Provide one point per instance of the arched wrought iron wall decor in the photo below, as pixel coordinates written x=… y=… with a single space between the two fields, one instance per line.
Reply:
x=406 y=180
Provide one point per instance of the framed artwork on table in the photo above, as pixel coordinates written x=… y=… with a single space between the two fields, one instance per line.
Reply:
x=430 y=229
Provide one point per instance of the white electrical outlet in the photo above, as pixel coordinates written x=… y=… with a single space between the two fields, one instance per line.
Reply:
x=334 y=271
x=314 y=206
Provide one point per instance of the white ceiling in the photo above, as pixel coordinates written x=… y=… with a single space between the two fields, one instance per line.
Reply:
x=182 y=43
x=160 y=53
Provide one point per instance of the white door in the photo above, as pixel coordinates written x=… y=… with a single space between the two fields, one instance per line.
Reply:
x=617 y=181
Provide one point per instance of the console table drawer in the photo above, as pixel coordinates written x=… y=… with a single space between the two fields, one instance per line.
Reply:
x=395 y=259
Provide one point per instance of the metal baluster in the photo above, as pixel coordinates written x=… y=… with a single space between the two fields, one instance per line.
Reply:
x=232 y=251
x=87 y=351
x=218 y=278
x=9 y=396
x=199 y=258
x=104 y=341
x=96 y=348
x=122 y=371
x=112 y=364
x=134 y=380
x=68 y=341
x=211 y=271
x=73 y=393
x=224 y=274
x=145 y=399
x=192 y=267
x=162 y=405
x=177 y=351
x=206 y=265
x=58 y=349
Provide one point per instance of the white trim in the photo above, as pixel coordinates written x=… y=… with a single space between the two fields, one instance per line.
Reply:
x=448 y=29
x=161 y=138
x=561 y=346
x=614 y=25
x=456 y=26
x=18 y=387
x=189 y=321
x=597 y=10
____
# [Set task]
Reproduce all of the entries above verbatim, line for line, with no changes.

# [Completed exercise]
Provide one point per instance of the arched wrought iron wall decor in the photo below, as pixel coordinates written x=… y=… with a single space between the two fields, one instance per line.
Reply:
x=406 y=180
Provide one point per instance of the framed artwork on table in the photo above, as pixel coordinates written x=… y=… with a single space between the two fields, one instance per line.
Reply:
x=430 y=229
Provide one point per instance of the white electrical outlet in the photo above, as pixel coordinates written x=… y=… with a single space between the two fields, one instance per line.
Reply:
x=334 y=271
x=314 y=206
Provide one point per instance of the white ceiling in the photo above, as pixel coordinates written x=… y=… with a single space between the two fields, one instance per line.
Reply:
x=182 y=43
x=160 y=53
Provide one point per instance of the white door in the photo above, as pixel coordinates written x=… y=… with a single space between the two fields, one instance per line.
Reply:
x=617 y=181
Provide one point per instance of the console table drawer in the photo above, as pixel coordinates written x=… y=… with a single space between the two fields, one instance per line.
Reply:
x=395 y=259
Provide one point per instance of the metal baluster in the photo above, as pixel coordinates written x=… y=… with a single space between the two fields, one instance per line.
Reply:
x=232 y=251
x=87 y=351
x=218 y=278
x=9 y=396
x=199 y=258
x=104 y=341
x=96 y=348
x=122 y=371
x=112 y=364
x=134 y=380
x=68 y=341
x=211 y=271
x=73 y=393
x=224 y=274
x=145 y=399
x=192 y=267
x=162 y=405
x=177 y=351
x=206 y=265
x=58 y=349
Provide one point per instance of the white trim in the photo above, as pixel coordinates written x=… y=… with a single space between the two fields, one instance per line.
Reply:
x=448 y=29
x=161 y=138
x=561 y=346
x=614 y=25
x=456 y=26
x=18 y=387
x=189 y=321
x=597 y=10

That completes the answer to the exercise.